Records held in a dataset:
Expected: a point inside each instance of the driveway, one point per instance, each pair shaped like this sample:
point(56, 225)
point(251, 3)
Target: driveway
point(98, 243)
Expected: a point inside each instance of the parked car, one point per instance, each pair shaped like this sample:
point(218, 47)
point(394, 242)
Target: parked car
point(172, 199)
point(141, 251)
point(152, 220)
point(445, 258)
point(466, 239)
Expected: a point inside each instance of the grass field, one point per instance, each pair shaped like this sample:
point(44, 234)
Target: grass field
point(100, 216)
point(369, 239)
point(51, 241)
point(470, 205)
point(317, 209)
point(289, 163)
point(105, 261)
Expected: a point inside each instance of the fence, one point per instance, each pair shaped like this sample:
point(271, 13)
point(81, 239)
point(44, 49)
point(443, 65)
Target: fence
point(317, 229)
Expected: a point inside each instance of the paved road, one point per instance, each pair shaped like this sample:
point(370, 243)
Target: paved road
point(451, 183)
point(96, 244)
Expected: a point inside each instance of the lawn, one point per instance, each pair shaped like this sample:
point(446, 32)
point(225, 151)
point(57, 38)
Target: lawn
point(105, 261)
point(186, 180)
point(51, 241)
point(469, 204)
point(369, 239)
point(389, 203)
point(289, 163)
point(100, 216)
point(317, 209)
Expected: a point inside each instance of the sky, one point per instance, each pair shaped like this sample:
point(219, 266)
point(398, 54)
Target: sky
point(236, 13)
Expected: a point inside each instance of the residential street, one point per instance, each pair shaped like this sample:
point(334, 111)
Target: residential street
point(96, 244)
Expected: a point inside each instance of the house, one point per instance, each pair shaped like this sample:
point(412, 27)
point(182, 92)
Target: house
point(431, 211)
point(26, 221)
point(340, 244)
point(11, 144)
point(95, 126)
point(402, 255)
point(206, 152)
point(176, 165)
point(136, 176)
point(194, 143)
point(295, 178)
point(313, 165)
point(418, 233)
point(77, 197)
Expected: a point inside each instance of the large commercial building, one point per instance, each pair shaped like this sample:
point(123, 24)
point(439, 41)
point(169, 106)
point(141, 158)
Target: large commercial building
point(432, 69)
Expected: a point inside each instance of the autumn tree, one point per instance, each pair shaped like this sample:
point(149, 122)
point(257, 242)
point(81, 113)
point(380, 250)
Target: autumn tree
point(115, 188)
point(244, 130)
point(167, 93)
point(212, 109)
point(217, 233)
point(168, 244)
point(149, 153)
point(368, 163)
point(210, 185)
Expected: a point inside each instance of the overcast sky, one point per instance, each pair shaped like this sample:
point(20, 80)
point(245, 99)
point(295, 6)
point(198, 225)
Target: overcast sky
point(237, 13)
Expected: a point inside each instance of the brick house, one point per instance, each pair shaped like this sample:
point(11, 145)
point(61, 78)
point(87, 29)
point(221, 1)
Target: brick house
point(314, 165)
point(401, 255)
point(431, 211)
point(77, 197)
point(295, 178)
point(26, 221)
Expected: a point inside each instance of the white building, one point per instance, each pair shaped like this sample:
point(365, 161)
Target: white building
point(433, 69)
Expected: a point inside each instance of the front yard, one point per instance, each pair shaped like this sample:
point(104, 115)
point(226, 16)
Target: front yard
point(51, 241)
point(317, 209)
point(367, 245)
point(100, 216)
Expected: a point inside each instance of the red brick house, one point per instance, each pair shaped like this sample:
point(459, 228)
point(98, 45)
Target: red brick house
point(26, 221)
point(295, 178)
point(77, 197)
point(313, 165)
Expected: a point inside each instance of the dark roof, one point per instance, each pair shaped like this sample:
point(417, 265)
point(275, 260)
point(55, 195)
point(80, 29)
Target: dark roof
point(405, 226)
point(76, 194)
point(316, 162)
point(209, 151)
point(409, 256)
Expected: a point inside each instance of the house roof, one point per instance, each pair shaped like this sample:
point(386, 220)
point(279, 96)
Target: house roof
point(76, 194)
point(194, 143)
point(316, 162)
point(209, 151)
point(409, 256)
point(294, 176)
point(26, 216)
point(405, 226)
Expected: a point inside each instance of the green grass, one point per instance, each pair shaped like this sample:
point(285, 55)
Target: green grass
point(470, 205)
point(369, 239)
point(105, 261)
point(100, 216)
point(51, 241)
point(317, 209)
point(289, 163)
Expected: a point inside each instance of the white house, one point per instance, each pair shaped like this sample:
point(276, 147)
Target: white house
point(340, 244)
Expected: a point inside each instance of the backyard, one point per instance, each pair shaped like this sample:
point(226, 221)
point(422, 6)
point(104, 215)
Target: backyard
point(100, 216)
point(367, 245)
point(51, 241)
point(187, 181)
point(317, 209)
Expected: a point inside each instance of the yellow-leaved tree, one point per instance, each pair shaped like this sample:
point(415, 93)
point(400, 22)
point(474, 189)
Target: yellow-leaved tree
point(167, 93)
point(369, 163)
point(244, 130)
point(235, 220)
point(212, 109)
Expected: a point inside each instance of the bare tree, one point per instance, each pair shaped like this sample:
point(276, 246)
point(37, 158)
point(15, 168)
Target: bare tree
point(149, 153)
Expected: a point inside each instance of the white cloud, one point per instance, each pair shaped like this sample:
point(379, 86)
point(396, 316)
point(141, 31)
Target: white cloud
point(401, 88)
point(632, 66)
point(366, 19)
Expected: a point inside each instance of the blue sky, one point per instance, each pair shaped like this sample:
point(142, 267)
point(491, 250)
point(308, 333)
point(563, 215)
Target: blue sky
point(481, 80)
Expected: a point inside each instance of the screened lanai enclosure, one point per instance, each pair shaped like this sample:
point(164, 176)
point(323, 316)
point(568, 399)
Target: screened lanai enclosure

=== GOAL OF THE EXERCISE ===
Print the data verbatim from its first line through the line that contains "point(317, 229)", including both of those lines.

=== FINAL RESULT ===
Expected: a point inside each instance of the driveway, one point per instance, each pair shaped like this sample:
point(56, 225)
point(251, 3)
Target: driveway
point(98, 243)
Expected: a point inside each instance of the parked car, one point per instance, each pair shaped like this sample:
point(218, 47)
point(394, 242)
Target: parked car
point(172, 199)
point(141, 251)
point(152, 220)
point(445, 258)
point(466, 239)
Expected: a point inside each instance of the grass field, one point per instance, each pair shaped like this sample:
point(44, 234)
Target: grass field
point(100, 216)
point(369, 239)
point(51, 241)
point(470, 205)
point(317, 209)
point(289, 163)
point(105, 261)
Expected: a point inside each instance of the fence, one point per instance, each pair shaped like this sample:
point(271, 13)
point(81, 239)
point(44, 49)
point(443, 65)
Target: fence
point(317, 229)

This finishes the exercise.